#### WORK TASK
The records below need copying. Match each line exactly.

#### THE INPUT
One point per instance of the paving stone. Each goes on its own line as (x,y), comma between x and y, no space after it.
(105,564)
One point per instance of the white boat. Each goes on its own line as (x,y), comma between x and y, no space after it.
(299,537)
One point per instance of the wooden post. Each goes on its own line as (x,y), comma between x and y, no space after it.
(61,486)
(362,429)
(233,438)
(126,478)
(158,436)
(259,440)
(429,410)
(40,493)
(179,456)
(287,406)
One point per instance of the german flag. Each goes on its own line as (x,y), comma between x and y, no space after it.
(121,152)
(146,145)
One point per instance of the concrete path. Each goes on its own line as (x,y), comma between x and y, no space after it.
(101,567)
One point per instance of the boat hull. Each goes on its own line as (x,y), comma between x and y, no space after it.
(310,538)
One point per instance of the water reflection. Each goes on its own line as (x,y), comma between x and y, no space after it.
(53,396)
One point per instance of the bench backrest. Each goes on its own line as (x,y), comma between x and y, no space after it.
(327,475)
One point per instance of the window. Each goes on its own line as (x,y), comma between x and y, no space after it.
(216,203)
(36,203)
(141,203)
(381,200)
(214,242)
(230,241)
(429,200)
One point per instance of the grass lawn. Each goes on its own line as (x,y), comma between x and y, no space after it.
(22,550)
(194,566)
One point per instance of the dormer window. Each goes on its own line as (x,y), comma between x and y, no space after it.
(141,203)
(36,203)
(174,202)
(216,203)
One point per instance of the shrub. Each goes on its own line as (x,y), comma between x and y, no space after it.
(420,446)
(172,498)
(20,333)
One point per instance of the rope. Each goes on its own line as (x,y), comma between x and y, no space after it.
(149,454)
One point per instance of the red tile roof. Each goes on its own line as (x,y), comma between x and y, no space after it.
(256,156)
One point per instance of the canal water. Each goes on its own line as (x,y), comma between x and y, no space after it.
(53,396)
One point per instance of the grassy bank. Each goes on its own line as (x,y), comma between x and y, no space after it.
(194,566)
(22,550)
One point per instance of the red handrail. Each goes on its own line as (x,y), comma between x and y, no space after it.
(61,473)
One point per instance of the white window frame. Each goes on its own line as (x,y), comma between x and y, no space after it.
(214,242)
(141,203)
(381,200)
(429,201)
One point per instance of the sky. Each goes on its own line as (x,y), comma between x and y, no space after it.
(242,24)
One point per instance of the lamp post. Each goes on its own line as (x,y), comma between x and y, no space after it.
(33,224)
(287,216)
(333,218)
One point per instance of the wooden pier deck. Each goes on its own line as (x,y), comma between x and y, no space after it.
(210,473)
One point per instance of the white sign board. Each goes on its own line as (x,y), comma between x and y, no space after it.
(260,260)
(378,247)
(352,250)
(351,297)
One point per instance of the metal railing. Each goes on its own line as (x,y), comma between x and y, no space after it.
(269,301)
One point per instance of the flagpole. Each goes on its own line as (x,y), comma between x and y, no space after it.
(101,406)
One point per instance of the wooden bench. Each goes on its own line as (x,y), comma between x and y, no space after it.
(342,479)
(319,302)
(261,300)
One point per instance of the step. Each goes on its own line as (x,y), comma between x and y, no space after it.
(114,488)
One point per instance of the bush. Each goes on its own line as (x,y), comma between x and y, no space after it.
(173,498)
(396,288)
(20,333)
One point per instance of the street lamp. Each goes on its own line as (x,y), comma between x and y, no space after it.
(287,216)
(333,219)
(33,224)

#### OUTPUT OF THE EXERCISE
One point per instance of the paving stone. Each goes on its own line as (x,y), comma between x and y, no space after it.
(105,564)
One point per instance of the white boat. Each goes on its own line as (x,y), comma between x and y, no space after it.
(299,537)
One point per instance of the wooden post. Each goes on its own line as (x,y), comma between x and y, no space after it.
(61,486)
(362,429)
(233,438)
(126,478)
(158,436)
(259,440)
(429,410)
(40,493)
(179,456)
(287,406)
One point per instance of the german flag. Each goes on its own line as (x,y), comma between x and y, no space after it.
(121,152)
(146,145)
One point per instance of the concrete path. Each goes on its own line as (x,y), comma between x and y, no space after it.
(101,567)
One point per instance of the boat hull. Each goes on its own line as (x,y), comma between x and y, no space after it.
(310,538)
One point per instance of the water reflection. Each goes on its own line as (x,y), comma between x and y, no space after it.
(53,396)
One point per instance of the bench backrest. Each goes on its own line as (x,y), comma between x and y, no space after it.
(327,475)
One point per instance of the window. Each goes on its own line as (x,y), comma between x and y, no space after it.
(216,203)
(36,203)
(141,203)
(381,200)
(214,242)
(230,241)
(429,200)
One point per instance of the grass lawn. Each goes on its own line as (x,y), comma between x and y, no space after it.
(22,550)
(194,566)
One point per instance of the dormer window. Each goes on its own line as (x,y), comma between x and y, no space after it.
(141,203)
(36,203)
(174,202)
(216,203)
One point per instance of the shrub. Each goes on its own line as (x,y), comma between x and y, no space after it.
(420,446)
(172,498)
(20,333)
One point per instance of the rope. Each goes on its own line as (x,y), comma between x and y, no space after it.
(149,454)
One point per instance of the red tile roof. Each goes on its own line as (x,y), comma between x and y, no space after it.
(256,156)
One point per instance of the canal water. Each goes on its own line as (x,y), comma between x and y, no space after it.
(53,396)
One point per instance of the grassy bank. Each goes on its own line as (x,y), comma between x and y, no space after it.
(194,566)
(22,550)
One point per instance of the red handrail. Each goes on its own line as (x,y), comma between x and y, no space after it.
(61,473)
One point per instance of the white window frame. Each goes on its own line as (x,y), comma between x and y, no space after it.
(214,242)
(141,203)
(381,200)
(429,201)
One point per instance of the sky. Each goes on its own line as (x,y), comma between x and y, no space after it.
(242,24)
One point per instance of the lamp post. Each goes on its own line as (x,y), comma between x and y, no space after it.
(33,224)
(287,216)
(333,218)
One point per instance of the wooden pier deck. Each goes on its own line as (x,y), comma between x and y, no space after it.
(210,473)
One point per instance of the white sign board. Each goes on its own line as (x,y), comma between x and y, no space after it.
(260,260)
(378,247)
(352,250)
(351,297)
One point per instance of the metal railing. Each goes on its own line as (x,y), comma between x and y, no space after it.
(269,301)
One point per instance of the flagpole. Each goes on its own line as (x,y), comma between x and y, no space after it.
(101,406)
One point per instance of the wooden bench. Each goes on its own line as (x,y), comma between x and y, no space after it.
(342,479)
(319,302)
(261,300)
One point per instance of the step. Each goes on its own line as (x,y), comma between x and y, no space after it.
(114,488)
One point per instance of the bush. Each goes on its own line as (x,y), comma between x and y, no space after it.
(173,498)
(396,288)
(20,333)
One point per instance of the street lamp. Each goes on its own line as (x,y), comma between x and y, no space after it.
(287,216)
(333,219)
(33,224)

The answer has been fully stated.